The whole history of salvation is a self-revelation of God, glorifying Himself in creation and redemption. But the inner nature of a person or object is expressed in the name. 'The name of a thing is the imprint of its nature and the expression of the impression its nature makes."
Therefore that history, as the self-revelation of the Godhead, must be also the manifestation of essential names of God, and the self-descriptions of God become a pointer of His self-revelation in the history. But because here the principal matters are two, creation and redemption-for the third, the glorifying, arises of itself as the ultimate purpose of these two through their completion-so must there be in this whole matter a revelation of two principal names of God, one name of His sovereignty, rule and power, as Creator, and one name of His covenant, and of His redeeming love.

[Named-object pointing entries]
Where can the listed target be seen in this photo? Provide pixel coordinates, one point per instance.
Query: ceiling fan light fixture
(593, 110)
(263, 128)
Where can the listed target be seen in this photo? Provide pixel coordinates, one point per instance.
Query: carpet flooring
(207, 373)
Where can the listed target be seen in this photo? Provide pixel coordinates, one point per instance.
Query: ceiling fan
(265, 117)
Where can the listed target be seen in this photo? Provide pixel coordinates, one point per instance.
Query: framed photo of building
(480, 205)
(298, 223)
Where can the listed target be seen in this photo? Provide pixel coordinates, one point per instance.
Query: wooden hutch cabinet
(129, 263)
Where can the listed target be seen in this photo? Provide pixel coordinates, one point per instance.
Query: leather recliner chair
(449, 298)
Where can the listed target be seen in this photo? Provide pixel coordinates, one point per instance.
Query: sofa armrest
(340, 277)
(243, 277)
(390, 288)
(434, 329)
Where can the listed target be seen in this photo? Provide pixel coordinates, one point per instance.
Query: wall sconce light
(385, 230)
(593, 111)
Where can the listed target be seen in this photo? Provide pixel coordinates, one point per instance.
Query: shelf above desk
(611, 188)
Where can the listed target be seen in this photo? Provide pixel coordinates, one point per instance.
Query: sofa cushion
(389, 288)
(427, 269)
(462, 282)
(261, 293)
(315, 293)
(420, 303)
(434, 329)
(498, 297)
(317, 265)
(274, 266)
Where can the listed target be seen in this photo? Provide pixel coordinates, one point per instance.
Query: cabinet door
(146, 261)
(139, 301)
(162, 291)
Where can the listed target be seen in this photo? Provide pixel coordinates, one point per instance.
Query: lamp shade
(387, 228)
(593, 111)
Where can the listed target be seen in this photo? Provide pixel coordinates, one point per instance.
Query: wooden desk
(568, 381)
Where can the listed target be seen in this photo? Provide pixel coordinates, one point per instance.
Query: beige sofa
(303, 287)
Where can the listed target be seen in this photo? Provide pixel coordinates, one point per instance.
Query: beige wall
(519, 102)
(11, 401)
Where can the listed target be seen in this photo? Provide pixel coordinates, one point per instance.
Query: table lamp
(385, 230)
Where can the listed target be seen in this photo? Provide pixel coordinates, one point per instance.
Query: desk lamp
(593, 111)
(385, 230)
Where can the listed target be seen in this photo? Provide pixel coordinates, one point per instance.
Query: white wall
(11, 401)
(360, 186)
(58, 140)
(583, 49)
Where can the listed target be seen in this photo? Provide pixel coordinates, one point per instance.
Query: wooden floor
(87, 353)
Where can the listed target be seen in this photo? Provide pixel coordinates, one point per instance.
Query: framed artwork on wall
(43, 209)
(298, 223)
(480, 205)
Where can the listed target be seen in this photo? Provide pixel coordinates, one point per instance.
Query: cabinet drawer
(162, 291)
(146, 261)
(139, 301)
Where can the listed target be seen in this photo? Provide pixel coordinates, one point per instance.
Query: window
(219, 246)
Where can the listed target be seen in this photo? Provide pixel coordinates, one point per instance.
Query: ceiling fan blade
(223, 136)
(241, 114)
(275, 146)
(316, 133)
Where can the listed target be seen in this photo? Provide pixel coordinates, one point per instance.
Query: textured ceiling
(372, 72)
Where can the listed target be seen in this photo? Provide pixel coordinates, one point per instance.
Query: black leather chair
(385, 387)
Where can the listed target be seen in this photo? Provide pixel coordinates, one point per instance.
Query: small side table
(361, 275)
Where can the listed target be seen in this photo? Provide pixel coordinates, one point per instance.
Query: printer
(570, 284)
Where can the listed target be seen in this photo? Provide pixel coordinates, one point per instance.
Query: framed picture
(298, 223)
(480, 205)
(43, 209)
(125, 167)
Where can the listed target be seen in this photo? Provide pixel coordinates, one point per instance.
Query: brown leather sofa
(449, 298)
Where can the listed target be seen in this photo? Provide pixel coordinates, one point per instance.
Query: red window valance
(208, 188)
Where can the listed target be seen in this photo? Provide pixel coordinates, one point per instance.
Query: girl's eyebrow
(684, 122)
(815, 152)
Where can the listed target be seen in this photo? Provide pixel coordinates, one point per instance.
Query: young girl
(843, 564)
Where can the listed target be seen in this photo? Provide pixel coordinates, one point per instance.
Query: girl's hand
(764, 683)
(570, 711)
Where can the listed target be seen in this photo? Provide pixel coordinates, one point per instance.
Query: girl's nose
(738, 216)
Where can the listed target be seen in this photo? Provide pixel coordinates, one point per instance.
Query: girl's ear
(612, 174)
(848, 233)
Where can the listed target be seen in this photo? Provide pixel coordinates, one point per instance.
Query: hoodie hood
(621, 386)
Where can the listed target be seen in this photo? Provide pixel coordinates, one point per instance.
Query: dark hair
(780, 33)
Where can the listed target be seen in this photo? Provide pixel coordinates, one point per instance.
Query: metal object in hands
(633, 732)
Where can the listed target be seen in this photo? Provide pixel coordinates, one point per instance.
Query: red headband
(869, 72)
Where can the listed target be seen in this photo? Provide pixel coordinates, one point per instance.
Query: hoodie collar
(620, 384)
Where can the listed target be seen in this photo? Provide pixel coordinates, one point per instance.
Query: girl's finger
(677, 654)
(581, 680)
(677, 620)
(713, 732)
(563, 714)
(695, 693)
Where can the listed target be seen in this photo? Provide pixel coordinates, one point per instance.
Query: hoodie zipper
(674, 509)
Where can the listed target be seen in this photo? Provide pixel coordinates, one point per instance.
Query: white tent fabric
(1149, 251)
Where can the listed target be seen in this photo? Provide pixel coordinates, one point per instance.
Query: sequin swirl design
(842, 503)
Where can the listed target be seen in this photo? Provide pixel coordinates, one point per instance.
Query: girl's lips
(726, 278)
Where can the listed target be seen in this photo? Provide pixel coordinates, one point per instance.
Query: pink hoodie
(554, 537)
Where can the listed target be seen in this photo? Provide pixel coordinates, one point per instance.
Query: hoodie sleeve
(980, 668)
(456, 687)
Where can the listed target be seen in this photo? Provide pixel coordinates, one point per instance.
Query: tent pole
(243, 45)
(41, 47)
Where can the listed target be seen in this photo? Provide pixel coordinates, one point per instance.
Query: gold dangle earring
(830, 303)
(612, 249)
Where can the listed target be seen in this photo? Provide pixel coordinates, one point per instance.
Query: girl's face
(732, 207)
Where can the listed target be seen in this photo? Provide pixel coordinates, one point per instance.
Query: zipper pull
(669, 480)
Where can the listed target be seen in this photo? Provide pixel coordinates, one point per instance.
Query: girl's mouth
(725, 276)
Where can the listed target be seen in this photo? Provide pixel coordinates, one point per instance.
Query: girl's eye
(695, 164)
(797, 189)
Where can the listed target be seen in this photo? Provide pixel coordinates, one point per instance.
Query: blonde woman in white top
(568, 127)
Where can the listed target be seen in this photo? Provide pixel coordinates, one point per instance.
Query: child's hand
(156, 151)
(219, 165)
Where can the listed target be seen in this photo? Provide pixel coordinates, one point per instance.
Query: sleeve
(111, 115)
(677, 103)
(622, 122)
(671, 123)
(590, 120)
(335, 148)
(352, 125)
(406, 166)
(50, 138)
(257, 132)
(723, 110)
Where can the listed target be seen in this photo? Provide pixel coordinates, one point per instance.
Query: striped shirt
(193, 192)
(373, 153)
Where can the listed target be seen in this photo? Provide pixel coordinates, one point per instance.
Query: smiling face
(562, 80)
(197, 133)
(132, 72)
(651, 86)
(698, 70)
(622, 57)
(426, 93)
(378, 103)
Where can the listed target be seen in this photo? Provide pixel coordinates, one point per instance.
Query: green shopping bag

- _Exercise prompt_
Return the passage on God's self-revelation through His names in full, word for word. The records play no part in what comes next.

- _Response for this exercise_
The whole history of salvation is a self-revelation of God, glorifying Himself in creation and redemption. But the inner nature of a person or object is expressed in the name. 'The name of a thing is the imprint of its nature and the expression of the impression its nature makes."
Therefore that history, as the self-revelation of the Godhead, must be also the manifestation of essential names of God, and the self-descriptions of God become a pointer of His self-revelation in the history. But because here the principal matters are two, creation and redemption-for the third, the glorifying, arises of itself as the ultimate purpose of these two through their completion-so must there be in this whole matter a revelation of two principal names of God, one name of His sovereignty, rule and power, as Creator, and one name of His covenant, and of His redeeming love.